### ZITIERTER TEXTAUSZUG:

Vinyl-Sprechstunde – A$AP Rockys »At.Long.Last.A$AP«

04.06.2015
In unserer Kolumne diskutieren zwei Personen eine auf Vinyl veröffentlichte aktuelle Schallplatte. Heute nähern sich unsere Kolumnisten über Pflegeprodukte, Zungenküsse und schwule Kleinkinder A$AP Rockys neuem Album an.

Aigner: iTunes sagt: ALLA 28 Plays, »How To Pimp A Butterfly« 18 Plays. Erklär’ mir mal zu Beginn warum das so ist.
Kunze: Kendrick macht man nicht mal so eben an; das ist Gewichte stemmen. Während Rocky halt echt der federleichte Shampoo-Geruch ist. Nach Rocky kann ich aufs Duschen und Zähne putzen verzichten und trotzdem für einen Raffaello-Werbespot gecastet werden.

Aigner: Aber: So ein Coen Brothers Western-Sample und diese Pathos-Hook, das ist halt ein schwieriger Einstieg.
Kunze: Aber wenn man das in der Gesamtheit sieht, machen solche Sounds halt krass Sinn.
Aigner: Ja, aber »Holy Ghost« ist trotzdem einer der Sachen, die ich entweder anders platziert oder komplett rausgelassen hätte. Überhaupt, Pointe vorweg: auf 12 Tracks gekürzt ist dieses Album ein Monstrum.

Kunze: Wir sollten erstmal über Gitarren reden. Für dich ja eigentlich ein so eindeutiges Thema wie die Frage, in welche Liga der HSV gehört.
Aigner: Gitarren ey. Hm, also ich verkrafte die ja schon und ich finde es in diesem trippy Kontext ok, aber wenn das auf »Holy Ghost« so Glaubensplattitüden sind, dann wirkt das krampfig. Aber es wird ja besser im Verlauf, ich bin nur das erste Mal mit einem Rocky-Opener unzufrieden. Vielleicht auch weil die letzten beiden Gamechanger waren.

Kunze: Aber wenn man das eben auf’s ganze Album bezogen sieht: Ist doch einfach ein toller Schritt von Purple Swag zu LSD-Mandalas in allen Farben.

### AUFGABE:
Auf wie viele Tracks gekürzt wäre das Album laut Aigner in der Vinyl-Kolumne ein Monstrum?

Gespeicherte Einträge
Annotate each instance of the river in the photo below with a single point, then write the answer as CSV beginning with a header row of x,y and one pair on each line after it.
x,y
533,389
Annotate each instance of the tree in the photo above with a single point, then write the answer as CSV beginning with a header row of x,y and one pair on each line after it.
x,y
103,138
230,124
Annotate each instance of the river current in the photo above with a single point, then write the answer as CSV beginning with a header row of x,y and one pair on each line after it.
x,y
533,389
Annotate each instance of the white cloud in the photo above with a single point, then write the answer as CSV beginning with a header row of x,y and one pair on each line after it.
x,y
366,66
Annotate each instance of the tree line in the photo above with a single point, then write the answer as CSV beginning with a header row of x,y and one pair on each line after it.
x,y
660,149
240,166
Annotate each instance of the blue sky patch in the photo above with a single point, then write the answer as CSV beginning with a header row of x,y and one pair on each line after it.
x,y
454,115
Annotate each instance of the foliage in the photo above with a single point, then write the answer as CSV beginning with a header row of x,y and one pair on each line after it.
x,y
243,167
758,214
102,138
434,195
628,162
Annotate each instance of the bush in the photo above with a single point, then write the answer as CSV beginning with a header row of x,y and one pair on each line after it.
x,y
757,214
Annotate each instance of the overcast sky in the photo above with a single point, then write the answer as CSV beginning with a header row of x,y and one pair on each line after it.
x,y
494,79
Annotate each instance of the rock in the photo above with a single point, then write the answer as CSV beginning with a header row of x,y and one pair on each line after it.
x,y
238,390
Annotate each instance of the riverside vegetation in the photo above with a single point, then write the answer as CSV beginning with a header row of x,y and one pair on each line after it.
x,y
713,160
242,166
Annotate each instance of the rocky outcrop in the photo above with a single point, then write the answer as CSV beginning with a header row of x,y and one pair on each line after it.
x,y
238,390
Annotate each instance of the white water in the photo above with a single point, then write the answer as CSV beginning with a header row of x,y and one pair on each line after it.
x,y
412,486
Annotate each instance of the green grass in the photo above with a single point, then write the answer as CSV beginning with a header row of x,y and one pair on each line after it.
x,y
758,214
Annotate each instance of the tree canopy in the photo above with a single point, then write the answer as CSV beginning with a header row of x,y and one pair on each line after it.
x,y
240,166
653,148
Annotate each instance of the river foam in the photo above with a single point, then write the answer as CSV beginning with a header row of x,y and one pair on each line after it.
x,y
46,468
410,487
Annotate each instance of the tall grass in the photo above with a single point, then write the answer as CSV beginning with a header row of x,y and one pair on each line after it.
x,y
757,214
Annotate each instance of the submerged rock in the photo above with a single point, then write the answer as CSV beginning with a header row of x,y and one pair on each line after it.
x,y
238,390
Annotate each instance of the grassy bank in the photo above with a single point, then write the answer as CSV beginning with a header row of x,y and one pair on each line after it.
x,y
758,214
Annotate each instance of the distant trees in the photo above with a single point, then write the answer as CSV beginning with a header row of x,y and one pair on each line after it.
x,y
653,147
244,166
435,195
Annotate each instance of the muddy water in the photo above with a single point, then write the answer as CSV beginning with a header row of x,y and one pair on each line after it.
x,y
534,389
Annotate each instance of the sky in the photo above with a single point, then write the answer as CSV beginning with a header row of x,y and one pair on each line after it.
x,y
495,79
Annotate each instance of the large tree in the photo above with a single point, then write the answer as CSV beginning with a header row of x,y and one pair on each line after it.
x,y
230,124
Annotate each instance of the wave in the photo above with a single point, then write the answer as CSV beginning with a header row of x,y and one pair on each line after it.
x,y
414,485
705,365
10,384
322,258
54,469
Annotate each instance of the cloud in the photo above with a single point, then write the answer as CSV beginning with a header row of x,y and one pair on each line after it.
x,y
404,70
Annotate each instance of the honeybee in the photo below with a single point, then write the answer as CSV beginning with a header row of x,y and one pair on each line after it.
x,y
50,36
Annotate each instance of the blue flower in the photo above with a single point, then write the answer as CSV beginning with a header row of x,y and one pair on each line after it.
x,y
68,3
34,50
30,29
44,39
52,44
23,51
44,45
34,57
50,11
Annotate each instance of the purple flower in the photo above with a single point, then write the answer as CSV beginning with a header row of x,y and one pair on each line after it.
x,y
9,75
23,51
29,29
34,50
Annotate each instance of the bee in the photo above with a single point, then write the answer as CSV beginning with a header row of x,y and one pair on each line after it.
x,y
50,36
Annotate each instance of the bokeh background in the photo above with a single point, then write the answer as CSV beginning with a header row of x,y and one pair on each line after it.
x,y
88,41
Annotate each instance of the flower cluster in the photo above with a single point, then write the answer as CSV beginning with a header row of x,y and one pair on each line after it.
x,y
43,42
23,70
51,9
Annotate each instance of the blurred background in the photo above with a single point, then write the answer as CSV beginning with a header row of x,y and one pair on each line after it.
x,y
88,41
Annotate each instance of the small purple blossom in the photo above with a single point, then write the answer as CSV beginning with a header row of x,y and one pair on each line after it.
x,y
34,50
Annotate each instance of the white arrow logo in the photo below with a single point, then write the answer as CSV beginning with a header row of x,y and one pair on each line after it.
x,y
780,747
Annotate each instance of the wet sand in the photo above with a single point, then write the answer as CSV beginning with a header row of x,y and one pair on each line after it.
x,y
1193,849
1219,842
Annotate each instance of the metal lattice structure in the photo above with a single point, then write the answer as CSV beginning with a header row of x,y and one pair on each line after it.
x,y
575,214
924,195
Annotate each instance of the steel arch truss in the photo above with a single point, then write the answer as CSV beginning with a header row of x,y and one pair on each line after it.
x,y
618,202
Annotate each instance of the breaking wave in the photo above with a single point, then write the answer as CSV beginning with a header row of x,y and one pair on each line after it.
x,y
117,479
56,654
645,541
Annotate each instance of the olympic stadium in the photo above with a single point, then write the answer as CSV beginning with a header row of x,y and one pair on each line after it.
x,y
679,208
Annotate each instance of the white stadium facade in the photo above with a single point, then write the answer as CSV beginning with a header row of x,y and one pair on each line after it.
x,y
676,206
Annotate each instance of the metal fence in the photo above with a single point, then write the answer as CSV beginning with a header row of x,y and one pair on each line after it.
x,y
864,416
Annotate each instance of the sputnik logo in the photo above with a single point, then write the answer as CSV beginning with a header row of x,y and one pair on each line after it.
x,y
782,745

### ANTWORT:
Auf 12 Tracks.